■ **Required task**
Reproduce the following forum post on stepwise and regularized regression with ARIMA errors in R in full, word for word.

-- start Page extract --

2

I am fitting a regression model with ARIMA errors in R using the Arima function from the forecast package. I assume that the function takes all predictors from a matrix that I assign to the xreg argument. Thus regression is fitted using all of them and the output is produced accordingly.

Now, I appreciate that coefficients with high p-values are likely to have no impact on the overall outcome, however I would like to understand how I could fit a stepwise regression using Arima function.

On a side note, how would I go about fitting a regularised regression (LASSO or ridge) with ARIMA errors -- either through Arima function, or other means?

-- end Page extract --
-- start Records provided --

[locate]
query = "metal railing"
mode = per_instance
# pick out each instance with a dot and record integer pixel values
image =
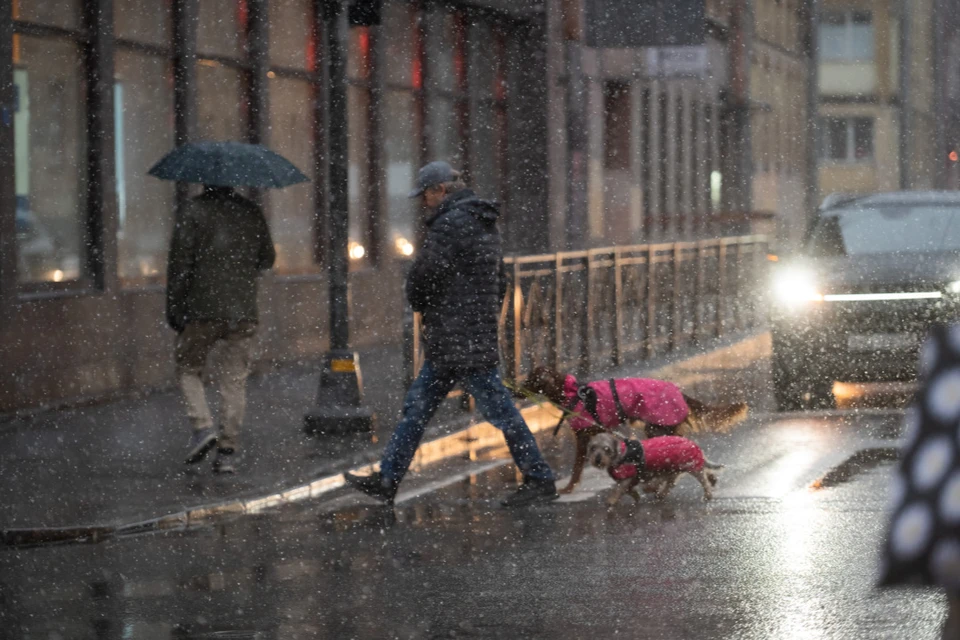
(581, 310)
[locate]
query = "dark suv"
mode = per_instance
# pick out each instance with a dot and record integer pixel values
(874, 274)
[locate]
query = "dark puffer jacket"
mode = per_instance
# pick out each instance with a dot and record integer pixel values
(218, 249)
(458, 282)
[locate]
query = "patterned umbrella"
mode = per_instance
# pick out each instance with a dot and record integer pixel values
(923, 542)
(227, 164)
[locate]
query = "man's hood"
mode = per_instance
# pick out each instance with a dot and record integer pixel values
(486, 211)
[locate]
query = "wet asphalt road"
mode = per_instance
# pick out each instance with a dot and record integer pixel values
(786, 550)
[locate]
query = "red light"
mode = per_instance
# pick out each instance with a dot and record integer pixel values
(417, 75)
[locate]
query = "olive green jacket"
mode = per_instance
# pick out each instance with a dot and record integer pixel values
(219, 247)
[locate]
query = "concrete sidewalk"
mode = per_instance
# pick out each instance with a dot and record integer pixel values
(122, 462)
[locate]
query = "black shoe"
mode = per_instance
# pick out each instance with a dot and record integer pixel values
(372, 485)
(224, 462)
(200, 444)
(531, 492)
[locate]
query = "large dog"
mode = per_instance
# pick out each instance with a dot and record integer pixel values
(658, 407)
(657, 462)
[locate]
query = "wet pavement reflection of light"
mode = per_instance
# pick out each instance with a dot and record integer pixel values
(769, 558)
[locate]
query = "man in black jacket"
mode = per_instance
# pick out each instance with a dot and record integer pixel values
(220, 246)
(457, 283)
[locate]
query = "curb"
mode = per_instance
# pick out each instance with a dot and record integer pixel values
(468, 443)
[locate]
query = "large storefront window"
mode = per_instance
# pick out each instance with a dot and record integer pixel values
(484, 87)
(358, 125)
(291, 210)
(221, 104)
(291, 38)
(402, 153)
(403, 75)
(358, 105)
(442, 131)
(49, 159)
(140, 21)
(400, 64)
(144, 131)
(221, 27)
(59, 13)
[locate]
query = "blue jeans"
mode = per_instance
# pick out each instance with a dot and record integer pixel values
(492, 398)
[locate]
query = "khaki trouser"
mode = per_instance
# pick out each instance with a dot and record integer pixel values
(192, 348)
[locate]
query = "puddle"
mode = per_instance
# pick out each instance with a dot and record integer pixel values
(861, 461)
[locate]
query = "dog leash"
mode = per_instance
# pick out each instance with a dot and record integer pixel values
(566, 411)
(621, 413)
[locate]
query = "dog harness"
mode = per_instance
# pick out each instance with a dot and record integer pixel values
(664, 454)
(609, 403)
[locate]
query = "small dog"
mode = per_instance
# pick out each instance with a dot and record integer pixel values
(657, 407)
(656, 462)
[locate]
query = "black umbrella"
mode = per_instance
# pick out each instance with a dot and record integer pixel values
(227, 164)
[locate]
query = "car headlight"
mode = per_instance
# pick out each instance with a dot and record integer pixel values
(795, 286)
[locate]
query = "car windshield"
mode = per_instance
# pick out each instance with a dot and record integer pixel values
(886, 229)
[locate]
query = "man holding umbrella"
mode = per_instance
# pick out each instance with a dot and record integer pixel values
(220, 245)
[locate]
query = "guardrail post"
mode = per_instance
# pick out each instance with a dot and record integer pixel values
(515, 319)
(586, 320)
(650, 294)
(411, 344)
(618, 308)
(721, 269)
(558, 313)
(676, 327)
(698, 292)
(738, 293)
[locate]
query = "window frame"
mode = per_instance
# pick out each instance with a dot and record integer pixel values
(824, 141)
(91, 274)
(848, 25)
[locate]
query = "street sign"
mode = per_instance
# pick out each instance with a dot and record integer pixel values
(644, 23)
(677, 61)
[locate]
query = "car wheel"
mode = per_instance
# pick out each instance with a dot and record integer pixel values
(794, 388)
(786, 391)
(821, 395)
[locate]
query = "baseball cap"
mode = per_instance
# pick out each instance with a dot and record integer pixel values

-- end Records provided --
-- start Records provided --

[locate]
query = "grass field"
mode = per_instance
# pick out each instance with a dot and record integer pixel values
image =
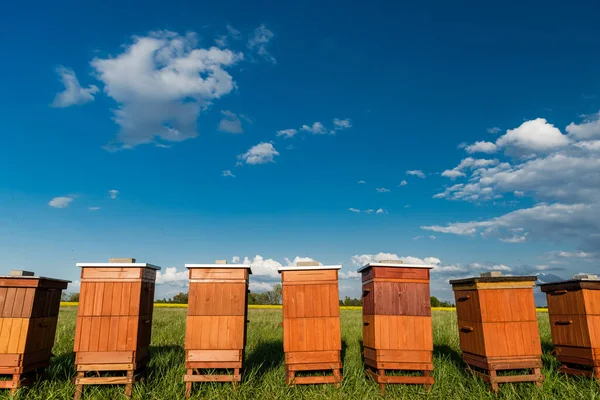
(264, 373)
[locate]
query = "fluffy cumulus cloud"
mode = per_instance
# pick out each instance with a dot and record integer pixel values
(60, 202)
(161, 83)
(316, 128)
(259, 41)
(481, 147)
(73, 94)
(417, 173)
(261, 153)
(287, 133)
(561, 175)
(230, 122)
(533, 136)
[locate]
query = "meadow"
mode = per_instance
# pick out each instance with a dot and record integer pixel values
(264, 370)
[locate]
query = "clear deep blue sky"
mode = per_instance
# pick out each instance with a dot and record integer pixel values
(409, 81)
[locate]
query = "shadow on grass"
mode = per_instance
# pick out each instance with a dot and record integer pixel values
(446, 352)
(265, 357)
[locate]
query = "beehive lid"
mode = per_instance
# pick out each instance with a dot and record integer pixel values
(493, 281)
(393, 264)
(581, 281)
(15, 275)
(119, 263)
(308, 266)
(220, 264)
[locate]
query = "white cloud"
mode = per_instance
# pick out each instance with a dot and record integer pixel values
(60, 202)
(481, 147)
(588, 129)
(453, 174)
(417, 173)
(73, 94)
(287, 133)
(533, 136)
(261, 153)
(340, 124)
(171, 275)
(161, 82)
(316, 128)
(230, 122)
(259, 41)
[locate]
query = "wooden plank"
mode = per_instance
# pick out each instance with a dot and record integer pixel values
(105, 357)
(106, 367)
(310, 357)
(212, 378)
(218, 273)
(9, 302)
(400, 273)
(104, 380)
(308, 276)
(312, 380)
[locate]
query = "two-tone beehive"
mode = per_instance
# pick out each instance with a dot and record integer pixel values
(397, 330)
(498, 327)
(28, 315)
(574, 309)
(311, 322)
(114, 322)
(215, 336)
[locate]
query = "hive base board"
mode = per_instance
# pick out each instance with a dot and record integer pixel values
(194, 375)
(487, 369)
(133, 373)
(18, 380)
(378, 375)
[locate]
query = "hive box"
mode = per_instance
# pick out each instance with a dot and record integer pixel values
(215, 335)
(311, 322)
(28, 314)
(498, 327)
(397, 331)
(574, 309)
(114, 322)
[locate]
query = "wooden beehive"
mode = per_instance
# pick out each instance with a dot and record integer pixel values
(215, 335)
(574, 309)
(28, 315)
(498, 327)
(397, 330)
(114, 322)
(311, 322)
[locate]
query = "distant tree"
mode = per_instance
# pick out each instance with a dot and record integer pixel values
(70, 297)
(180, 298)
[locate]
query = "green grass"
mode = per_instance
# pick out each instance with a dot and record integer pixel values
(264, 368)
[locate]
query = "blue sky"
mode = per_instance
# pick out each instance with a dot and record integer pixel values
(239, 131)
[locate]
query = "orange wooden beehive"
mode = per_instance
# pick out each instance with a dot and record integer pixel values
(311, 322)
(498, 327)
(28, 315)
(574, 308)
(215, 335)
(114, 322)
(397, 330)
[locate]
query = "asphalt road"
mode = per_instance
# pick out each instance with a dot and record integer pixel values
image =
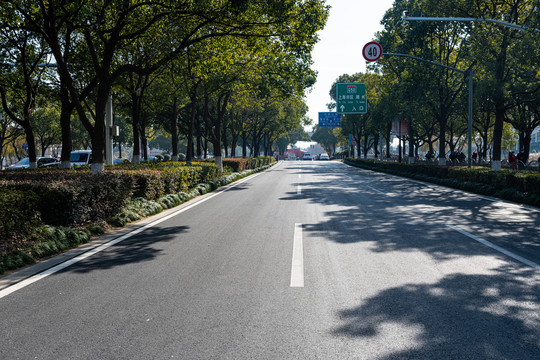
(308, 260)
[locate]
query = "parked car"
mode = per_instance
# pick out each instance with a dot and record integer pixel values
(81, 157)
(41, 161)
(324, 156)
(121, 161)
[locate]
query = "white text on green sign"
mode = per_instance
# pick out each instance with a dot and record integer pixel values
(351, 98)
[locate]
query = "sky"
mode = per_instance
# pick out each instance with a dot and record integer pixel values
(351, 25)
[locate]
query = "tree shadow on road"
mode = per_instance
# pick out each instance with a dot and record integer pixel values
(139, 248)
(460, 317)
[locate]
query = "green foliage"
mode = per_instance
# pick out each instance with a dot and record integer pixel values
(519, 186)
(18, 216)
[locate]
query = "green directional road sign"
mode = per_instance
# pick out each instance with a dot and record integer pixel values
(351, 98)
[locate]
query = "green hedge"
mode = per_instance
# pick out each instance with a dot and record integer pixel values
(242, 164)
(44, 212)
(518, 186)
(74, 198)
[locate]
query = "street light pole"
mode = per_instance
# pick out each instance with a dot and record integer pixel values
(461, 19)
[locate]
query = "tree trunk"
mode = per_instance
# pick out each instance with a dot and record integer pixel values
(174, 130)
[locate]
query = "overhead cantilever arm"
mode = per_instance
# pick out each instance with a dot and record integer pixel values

-- end Records provided --

■ **Worked answer**
2

I am fitting a regression model with ARIMA errors in R using the Arima function from the forecast package. I assume that the function takes all predictors from a matrix that I assign to the xreg argument. Thus regression is fitted using all of them and the output is produced accordingly.

Now, I appreciate that coefficients with high p-values are likely to have no impact on the overall outcome, however I would like to understand how I could fit a stepwise regression using Arima function.

On a side note, how would I go about fitting a regularised regression (LASSO or ridge) with ARIMA errors -- either through Arima function, or other means?